* [Exercises to complete]
A. Answer these from the distance ladder excerpt:
(i) For how many stars has the Gaia mission measured parallaxes?
(ii) Who discovered the period-luminosity relation for Cepheids, and in what year?
(iii) Out to what distance can Cepheids be resolved in galaxies?
B. Continue the text on the distance ladder from its last sentence.
>> Begin Excerpt
Ladder 1: The Late-Universe Measurement ($H_0 = 73$)
The distance ladder is the name for the chain of calibrated distance measurements that extends from the Earth to the far reaches of the universe. Each rung calibrates the next.
Rung 1: Geometric parallax. For stars within roughly 1–2 kpc, we can measure distance directly from the shift in apparent position as the Earth orbits the Sun. The parallax angle $\pi$ (in arcseconds) gives the distance $d = 1/\pi$ parsecs. This is pure geometry — it follows from Euclid and Kepler, not from any physical model of stars. The Gaia space mission has measured parallaxes for more than 1.5 billion stars with precisions reaching $\sim 10\,\mu$as for the brightest objects, providing the geometric foundation of the entire ladder.
Rung 2: Cepheid variables. These are pulsating giant stars whose oscillation period $P$ is tightly correlated with their intrinsic luminosity $L$ — the Leavitt period-luminosity relation, discovered by Henrietta Swan Leavitt in 1912. The relation takes the form
$$M = \alpha \log_{10}(P/\text{days}) + \beta + \gamma \left[ \text{Fe/H} \right]$$where $M$ is the absolute magnitude, and the metallicity term $\gamma[\text{Fe/H}]$ accounts for the chemical composition of the star. Once calibrated against nearby Cepheids with known parallax distances, this relation allows the distance to any galaxy hosting Cepheids to be inferred from period measurements alone. Cepheids are luminous enough to be resolved in galaxies out to $\sim 50$ Mpc.
>> End Excerpt
>> Begin Data listing
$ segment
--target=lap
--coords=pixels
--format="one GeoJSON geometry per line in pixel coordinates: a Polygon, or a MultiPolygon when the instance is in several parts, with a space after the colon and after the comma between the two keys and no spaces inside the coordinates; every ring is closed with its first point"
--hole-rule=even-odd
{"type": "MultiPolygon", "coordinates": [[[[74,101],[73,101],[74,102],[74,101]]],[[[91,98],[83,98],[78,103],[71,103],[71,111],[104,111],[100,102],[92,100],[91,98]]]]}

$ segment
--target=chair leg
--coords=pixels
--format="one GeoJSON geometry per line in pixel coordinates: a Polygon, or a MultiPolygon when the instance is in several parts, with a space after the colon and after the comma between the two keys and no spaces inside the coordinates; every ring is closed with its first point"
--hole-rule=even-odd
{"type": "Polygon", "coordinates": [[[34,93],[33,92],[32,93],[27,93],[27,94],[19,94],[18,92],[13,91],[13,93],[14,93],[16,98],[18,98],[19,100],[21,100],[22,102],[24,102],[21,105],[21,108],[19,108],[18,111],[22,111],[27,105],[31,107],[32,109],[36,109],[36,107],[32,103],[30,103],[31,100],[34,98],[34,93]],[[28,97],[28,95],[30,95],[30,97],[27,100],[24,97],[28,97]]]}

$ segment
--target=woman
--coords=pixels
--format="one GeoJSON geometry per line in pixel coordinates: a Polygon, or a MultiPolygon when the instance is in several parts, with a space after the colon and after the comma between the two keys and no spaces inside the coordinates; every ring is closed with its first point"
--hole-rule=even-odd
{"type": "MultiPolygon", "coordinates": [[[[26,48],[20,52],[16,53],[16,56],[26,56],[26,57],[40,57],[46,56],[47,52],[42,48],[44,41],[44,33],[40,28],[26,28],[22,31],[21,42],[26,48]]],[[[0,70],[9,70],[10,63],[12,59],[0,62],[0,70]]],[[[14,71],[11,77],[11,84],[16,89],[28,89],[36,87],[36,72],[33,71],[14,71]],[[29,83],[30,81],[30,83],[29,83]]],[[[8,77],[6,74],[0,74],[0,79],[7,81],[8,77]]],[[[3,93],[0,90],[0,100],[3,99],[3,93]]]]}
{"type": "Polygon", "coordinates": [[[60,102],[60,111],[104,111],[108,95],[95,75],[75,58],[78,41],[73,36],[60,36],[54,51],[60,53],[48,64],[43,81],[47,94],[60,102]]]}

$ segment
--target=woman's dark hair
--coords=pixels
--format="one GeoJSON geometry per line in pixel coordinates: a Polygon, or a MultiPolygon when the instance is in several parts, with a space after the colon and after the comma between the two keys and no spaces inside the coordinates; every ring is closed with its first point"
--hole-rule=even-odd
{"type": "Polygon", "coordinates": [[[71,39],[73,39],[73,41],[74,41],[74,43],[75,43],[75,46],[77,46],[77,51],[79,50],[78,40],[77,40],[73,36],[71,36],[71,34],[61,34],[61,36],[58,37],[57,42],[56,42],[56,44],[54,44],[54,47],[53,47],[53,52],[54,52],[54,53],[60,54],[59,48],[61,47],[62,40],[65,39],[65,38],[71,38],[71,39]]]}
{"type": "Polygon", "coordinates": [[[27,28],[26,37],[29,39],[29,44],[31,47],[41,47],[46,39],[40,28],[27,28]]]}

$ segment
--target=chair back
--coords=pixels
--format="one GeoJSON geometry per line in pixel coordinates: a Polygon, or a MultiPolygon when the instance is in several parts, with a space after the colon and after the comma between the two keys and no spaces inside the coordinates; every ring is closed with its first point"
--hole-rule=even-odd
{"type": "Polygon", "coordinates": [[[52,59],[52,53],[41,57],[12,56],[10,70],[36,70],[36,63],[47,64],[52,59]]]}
>> End Data listing
* [Expected responses]
A.
(i) More than 1.5 billion stars.
(ii) Henrietta Swan Leavitt, in 1912.
(iii) About 50 Mpc.

B.
Rung 3: Type Ia supernovae. These are thermonuclear explosions of white dwarf stars that occur near the Chandrasekhar mass limit ($\approx 1.44 M_\odot$), and consequently near a characteristic peak luminosity. Their light curves are not perfectly standard, but the peak luminosity correlates tightly with the rate at which brightness declines after peak — the Phillips relation. After this standardisation, Type Ia SNe serve as “standardisable candles” reaching to redshifts $z \sim 2$, far beyond the reach of Cepheids.
The logic of the ladder: Gaia calibrates nearby Cepheids; those Cepheids calibrate Cepheids in SN Ia host galaxies; those SN Ia establish the absolute luminosity of the standard candle; that calibrated SN Ia sample gives recession velocities (from spectroscopic redshifts) and distances (from luminosities) simultaneously, yielding $H_0$.
The SH0ES collaboration (Supernovae and $H_0$ for the Equation of State of dark energy) has driven this measurement for the past fifteen years. Their 2022 result (Riess et al., 2022), using Hubble Space Telescope Cepheid calibrations in 37 galaxies hosting Type Ia SNe, found
$$H_0 = 73.04 \pm 1.04 \text{ km/s/Mpc}$$This is a 1.4% measurement. For context, Hubble’s original measurement had an error of several hundred percent.
The JWST confirmation. One candidate systematic error was crowding: in HST images of distant galaxies, Cepheids might be blended with unresolved neighbouring stars, artificially brightening them and biasing the distance estimate. JWST’s larger mirror and infrared sensitivity resolve individual Cepheids more cleanly in the same host galaxies. The results from JWST observations in 2023 confirmed the HST Cepheid distances. The crowding concern was not the answer. The distance ladder value is not a systematic artifact of HST resolution.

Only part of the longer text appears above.